任务要求:
把下面的数据逐字重新写一遍，图片略去不写。

[数据集条目]
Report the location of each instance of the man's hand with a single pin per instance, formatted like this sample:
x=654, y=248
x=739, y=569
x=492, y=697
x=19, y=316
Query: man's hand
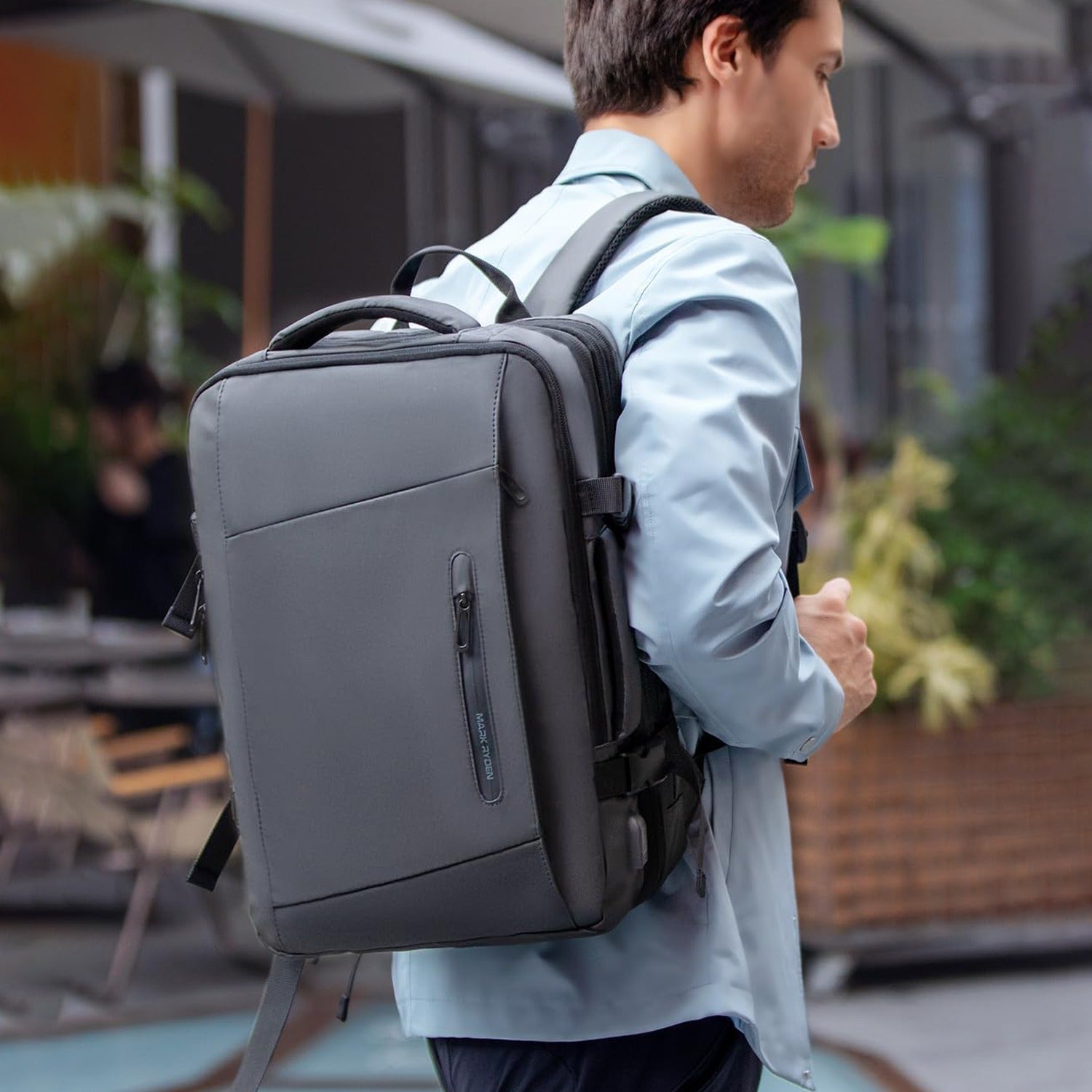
x=122, y=489
x=840, y=639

本题结果:
Report the location of each instance of the man's hand with a single pin per instance, formatted like this sample:
x=654, y=248
x=739, y=569
x=492, y=697
x=19, y=316
Query: man's hand
x=122, y=489
x=840, y=639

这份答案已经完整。